_Ваши задания_.
- A) Переведите на английский язык предложение из отрывка о школе: «Не знаю, осознавали ли дети, что они в раю?»
- B) Перепишите из отрывка о школе всё от слов «И я задаю мальчишкам» вплоть до слов «уж и особенная.» включительно, ничего не меняя.
- C) Продолжите отрывок о школе, начав сразу после его последнего предложения.

Только несколько лет спустя, в Кельне я увидела подобную же сцену в совершенно удивительной школе, по которой директор водила нашу группу туристов, а под ноги нам то и дело кидались сплетенные в клубок резвящиеся мальчишьи тела. Глава школы старательно их обходила, посетовав, что вот, мол, постелили им по всем коридором специально маты для возни, а им пол все же милее, что поделаешь.

Не знаю, осознавали ли дети, что они в раю?

В моем школьном детстве мы ходили на переменах вдоль корридорных стен по кругу, а в столовую спускались шеренгой по парам.

Увиденное во дворе родной школы меня вдохновило. Неужто дух культа личности ребенка стал абсолютным? Разве такое возможно?

И я задаю мальчишкам и девчонкам, которых Замир через пятнадцать минут начнет готовить к съемке, вопрос, меня интересующий:

– Вам нравится ваша школа?

– Еще как! – хором отвечают мне.

– А почему? – продолжаю я приставать.

– А у нас школа особенная! – с достоинством, без малейшей тени хвастовства, объясняет девочка-восьмиклассница.

Я, конечно, хочу знать, чем это она такая уж и особенная.

Торопясь, но не перебивая друг друга, каждый спешит по-своему объяснить преимущества своей любимой альма-матер.

– Нас учат любить учиться! Мы по всем предметам знаем больше, чем требуется по программе! У нас, знаете сколько кружков? И мы сами их ведем для младшеклассников. Ой, как это интересно, если бы вы знали! А на олимпиадах по биологии наша школа всегда побеждает, вот как!

Мне бросилось в глаза, что начали они с самого главного – с учебы, и видно, что приобретение знаний стало для них собственным делом, которым они увлечены и гордятся. Свои вопросы я кидаю разновозрастной группе пяти- десятиклассников, и рот открывают все, младшие ни капельки не смущаются, а старшие ни на йоту не задираются. И видя меня первый раз, отвечают, будто мы вечность знакомы. Доверие к взрослым у них в глазах.

Чудные дети! Раскованные, уверенные в себе, доброжелательные.

_Фрагмент материала_.
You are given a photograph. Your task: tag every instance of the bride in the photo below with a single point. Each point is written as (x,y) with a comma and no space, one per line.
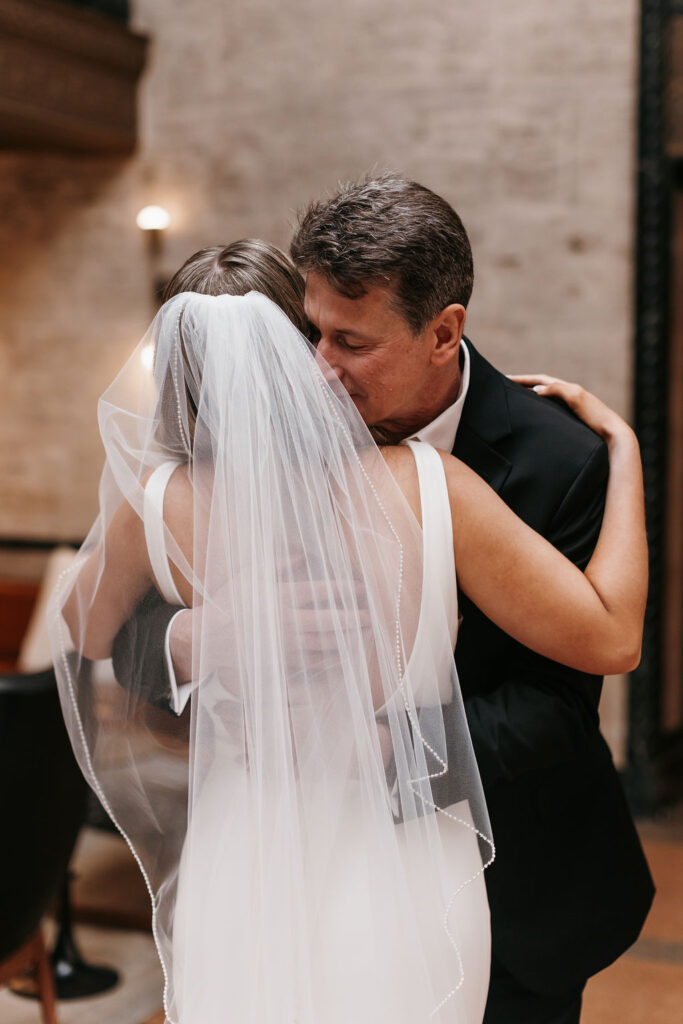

_Ожидаемые ответы_.
- A) I don't know whether the children realized that they were in paradise.

- B)
И я задаю мальчишкам и девчонкам, которых Замир через пятнадцать минут начнет готовить к съемке, вопрос, меня интересующий:

– Вам нравится ваша школа?

– Еще как! – хором отвечают мне.

– А почему? – продолжаю я приставать.

– А у нас школа особенная! – с достоинством, без малейшей тени хвастовства, объясняет девочка-восьмиклассница.

Я, конечно, хочу знать, чем это она такая уж и особенная.

- C)
– Хоть отдельный фильм о них снимай, – говорит Замир огорченно, то ли от того, что фильм ему не снять, то ли вспомнив собственные школьные годы и себя, тогдашнего, сопротивляющегося каждодневному насилию над собой, неосознанному учителями как зло, а осуществляемого ради воплощения в жизнь педагогических приемов воспитания на благо воспитуемому.

– А бывает, что вас за что-то ругают? Ну, например, не так поступили. К директору вызывают? – спросила я.

– Конечно!

– Ну и как? Идете и дрожите от страха, что сейчас влетит?

– Да что вы! – они меня даже не сразу поняли.

– Ну, нас, например, вызывали в 30-ую комнату к завучу Юлию Осиповичу, коли что-то было не так, – смягчаю я вопрос. – А вас?

– Нет, нас не в 30-ую, а в учительскую.

– Страшно идти? – снова иду я к своей цели.

– Почему должно быть страшно? – рассудительно задает встречный вопрос очень красивая девятиклассница. И поняв, наконец, чего я не понимаю, она разъясняет мне, бестолковой: – Нас ведь вызывают объясниться. Учителя хотят понять, почему мы поступили так, а не иначе. Ну, а мы пытаемся понять учителя, что же с его точки зрения нами сделано неправильно. И поняв, мы расходимся.

– А если все-таки у вас была ошибка в поведении?

– Так мы ее поймем, и если ошиблись, то можно ошибку исправить. Для того и вызывали в учительскую.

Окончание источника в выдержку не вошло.